### ENTRIES
--------

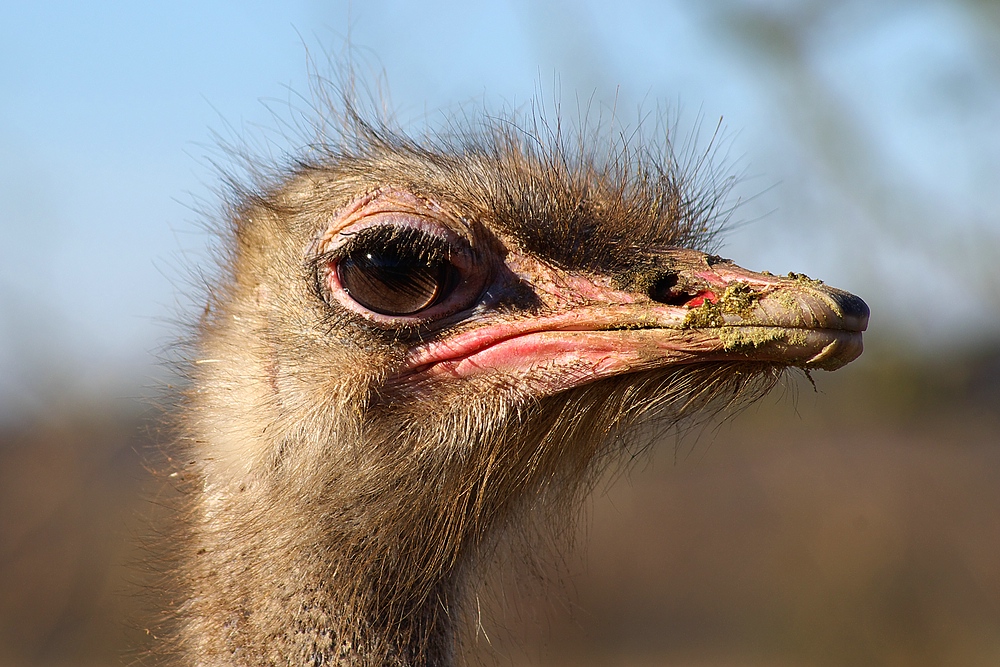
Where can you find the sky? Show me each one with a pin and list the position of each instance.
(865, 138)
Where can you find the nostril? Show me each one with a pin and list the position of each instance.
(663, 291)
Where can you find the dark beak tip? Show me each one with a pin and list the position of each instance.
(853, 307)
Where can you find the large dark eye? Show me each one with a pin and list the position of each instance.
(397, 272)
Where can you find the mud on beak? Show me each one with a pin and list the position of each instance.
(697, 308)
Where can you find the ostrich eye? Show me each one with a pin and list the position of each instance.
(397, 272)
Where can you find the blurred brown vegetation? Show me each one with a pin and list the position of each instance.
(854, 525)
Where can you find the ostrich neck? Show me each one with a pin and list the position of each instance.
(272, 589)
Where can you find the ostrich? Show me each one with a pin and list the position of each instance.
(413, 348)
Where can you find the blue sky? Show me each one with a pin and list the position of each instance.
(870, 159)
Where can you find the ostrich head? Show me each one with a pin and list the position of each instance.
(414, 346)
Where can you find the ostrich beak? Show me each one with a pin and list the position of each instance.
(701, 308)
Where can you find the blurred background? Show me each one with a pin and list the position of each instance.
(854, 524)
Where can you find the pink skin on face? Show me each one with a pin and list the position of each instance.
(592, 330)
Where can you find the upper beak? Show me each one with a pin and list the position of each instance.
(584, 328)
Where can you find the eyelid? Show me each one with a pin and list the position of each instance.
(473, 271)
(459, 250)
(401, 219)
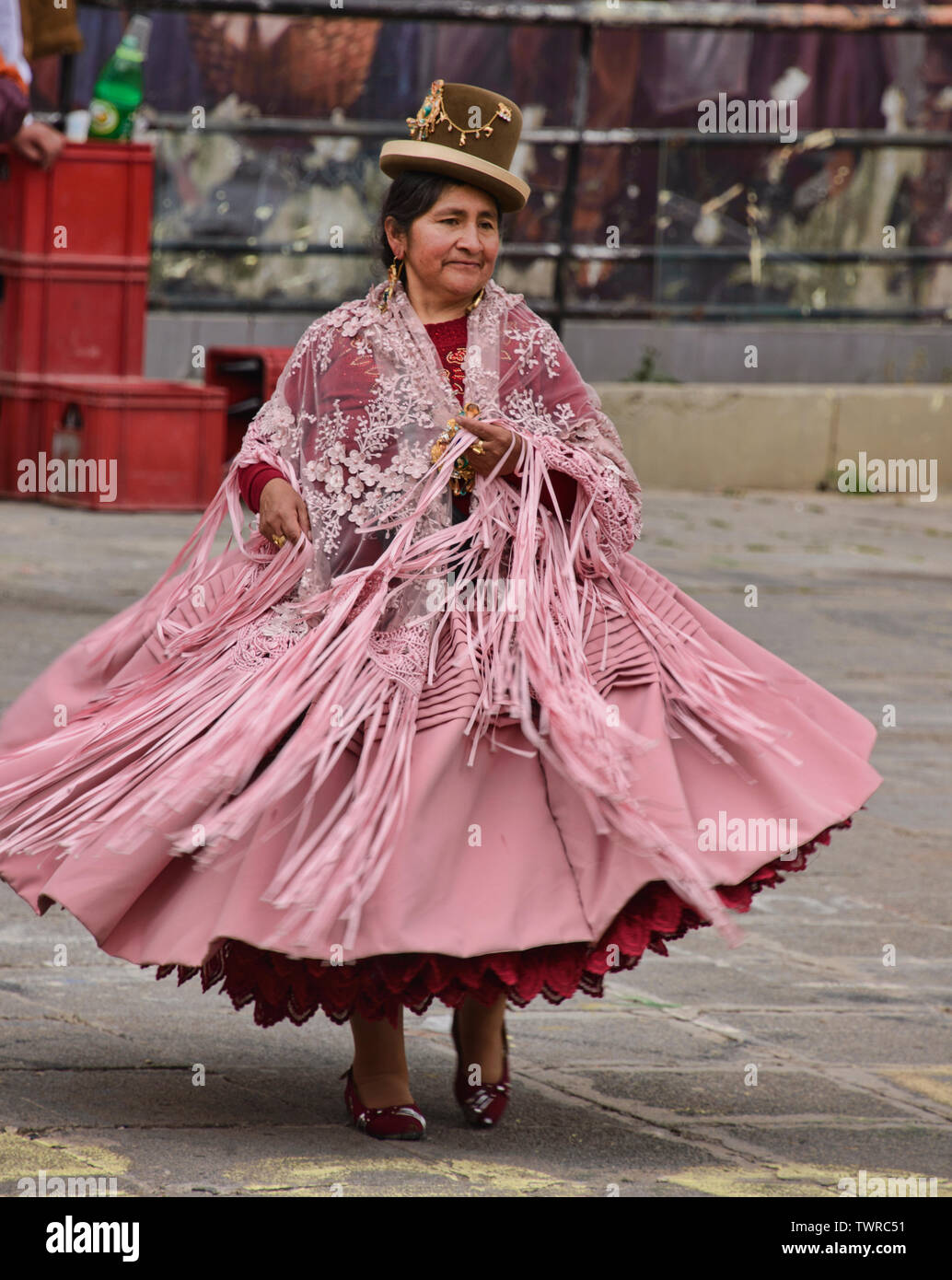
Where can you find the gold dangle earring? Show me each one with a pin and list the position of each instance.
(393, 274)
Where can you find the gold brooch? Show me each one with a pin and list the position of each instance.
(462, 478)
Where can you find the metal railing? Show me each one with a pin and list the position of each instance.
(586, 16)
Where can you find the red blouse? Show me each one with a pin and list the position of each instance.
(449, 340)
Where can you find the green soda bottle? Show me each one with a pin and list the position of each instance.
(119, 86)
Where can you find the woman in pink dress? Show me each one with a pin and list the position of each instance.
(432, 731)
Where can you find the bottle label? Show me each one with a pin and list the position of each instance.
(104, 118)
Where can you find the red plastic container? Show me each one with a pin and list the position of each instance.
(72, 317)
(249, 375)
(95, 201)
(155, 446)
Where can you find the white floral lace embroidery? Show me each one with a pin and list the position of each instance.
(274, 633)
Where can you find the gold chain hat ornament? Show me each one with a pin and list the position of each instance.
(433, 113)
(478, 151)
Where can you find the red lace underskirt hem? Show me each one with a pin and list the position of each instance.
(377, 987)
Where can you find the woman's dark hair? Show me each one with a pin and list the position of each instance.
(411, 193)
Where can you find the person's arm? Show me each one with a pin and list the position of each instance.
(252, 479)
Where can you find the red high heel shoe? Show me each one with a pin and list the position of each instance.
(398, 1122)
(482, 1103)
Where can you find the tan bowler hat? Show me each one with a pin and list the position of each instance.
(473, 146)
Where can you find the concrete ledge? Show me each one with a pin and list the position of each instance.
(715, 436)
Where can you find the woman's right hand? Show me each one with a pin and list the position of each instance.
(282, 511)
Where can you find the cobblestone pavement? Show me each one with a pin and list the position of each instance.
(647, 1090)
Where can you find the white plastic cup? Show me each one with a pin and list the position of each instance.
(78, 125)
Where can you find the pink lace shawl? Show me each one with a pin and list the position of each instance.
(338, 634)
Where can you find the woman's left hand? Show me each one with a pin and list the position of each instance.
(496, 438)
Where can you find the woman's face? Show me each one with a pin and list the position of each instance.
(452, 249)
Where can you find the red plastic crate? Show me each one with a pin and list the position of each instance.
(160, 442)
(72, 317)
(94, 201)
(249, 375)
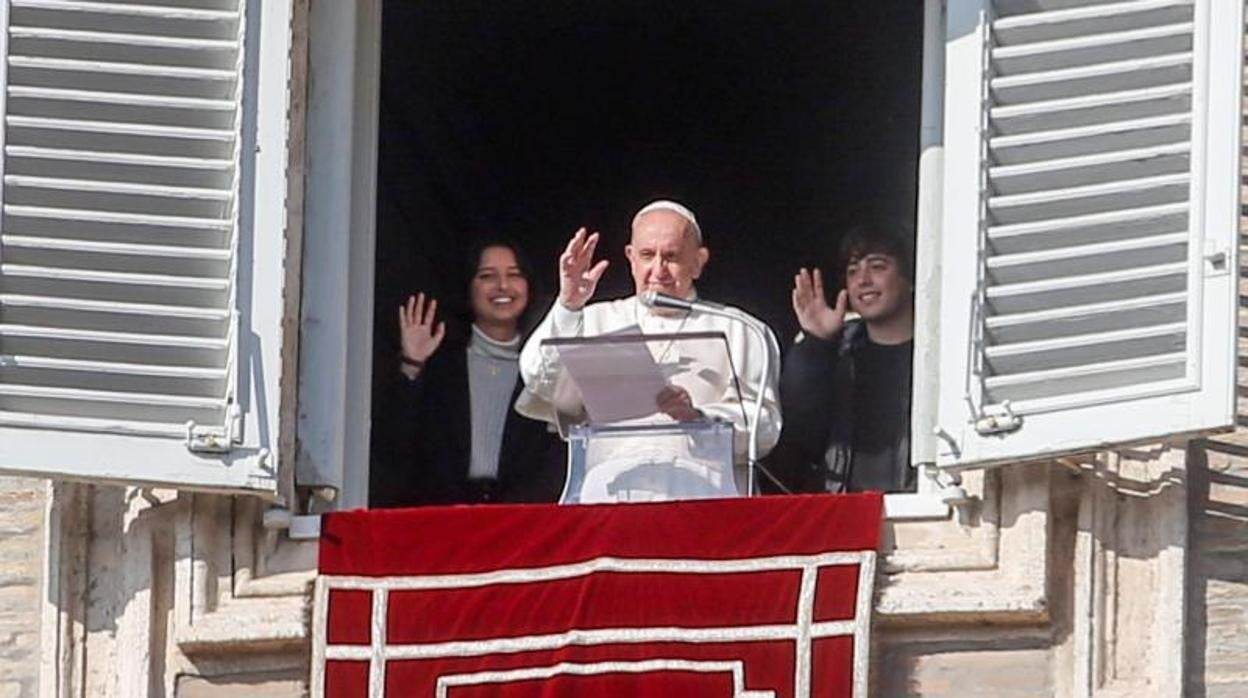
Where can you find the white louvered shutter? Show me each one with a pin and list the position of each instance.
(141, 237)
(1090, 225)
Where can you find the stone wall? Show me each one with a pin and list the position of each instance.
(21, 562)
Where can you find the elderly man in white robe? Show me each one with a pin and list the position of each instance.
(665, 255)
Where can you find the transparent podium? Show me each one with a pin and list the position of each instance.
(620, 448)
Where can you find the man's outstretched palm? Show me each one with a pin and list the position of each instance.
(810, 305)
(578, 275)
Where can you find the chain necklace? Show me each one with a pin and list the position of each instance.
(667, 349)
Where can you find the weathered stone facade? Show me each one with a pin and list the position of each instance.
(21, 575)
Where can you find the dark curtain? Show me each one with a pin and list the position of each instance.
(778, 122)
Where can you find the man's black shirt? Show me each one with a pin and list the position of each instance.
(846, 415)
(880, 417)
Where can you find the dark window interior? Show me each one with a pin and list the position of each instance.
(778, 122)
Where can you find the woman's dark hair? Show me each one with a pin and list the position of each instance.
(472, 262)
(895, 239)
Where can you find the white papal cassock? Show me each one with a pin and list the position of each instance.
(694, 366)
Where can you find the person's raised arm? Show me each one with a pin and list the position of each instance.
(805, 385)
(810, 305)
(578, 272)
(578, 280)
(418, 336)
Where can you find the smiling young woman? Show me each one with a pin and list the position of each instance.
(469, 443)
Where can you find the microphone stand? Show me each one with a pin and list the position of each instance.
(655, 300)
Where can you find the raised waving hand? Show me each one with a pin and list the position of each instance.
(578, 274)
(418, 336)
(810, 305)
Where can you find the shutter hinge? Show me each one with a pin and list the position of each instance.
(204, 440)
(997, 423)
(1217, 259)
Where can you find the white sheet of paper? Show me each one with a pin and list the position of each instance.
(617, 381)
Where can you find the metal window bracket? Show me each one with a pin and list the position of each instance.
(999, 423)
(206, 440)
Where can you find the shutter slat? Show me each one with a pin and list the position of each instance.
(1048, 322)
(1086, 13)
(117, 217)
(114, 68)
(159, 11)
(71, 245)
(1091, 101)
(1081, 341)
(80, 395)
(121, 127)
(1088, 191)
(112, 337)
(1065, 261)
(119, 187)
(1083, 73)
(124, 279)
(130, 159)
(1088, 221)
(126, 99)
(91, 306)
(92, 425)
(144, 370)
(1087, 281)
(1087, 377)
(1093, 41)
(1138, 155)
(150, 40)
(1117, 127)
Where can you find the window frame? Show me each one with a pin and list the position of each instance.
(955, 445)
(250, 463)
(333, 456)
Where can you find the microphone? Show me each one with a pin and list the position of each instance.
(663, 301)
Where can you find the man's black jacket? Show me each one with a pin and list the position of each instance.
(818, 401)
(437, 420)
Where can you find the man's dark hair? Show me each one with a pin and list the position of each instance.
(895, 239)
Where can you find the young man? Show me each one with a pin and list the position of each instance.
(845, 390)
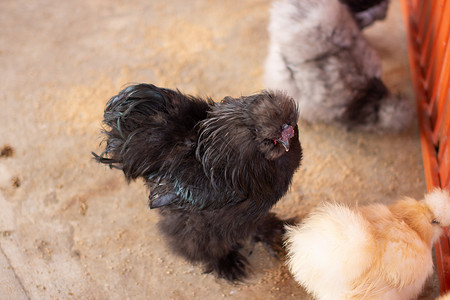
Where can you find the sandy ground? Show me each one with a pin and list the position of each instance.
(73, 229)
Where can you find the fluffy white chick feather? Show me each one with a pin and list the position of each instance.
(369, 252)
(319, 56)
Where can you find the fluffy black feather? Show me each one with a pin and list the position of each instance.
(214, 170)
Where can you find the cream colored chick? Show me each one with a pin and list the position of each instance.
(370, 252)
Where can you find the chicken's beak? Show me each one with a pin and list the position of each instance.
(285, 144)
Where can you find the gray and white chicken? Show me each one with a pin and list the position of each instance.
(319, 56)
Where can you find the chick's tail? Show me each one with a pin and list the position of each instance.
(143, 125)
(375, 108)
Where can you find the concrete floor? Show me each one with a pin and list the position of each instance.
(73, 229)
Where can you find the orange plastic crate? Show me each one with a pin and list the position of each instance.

--------

### YOUR INSTRUCTIONS
In the records above, locate the line that contains "Where can you find the chicken's". Repeat it and every line after it, exactly, and nothing else.

### OUTPUT OF THE TASK
Where can you find the chicken's beak? Show me each one with a pin and list the position of each instance.
(285, 144)
Where can you find the gray and white chicken? Show me each one with a pin and list the position of each instance.
(319, 56)
Where can you find the chick's tail? Show me each one with a pin and list the position of each instance.
(143, 125)
(375, 108)
Where can you find the concrete floor? Show me each one with a pin and list the position of each instance.
(73, 229)
Where can you find the orange plastic crate? Show me each one with a pin and list the position of each instance.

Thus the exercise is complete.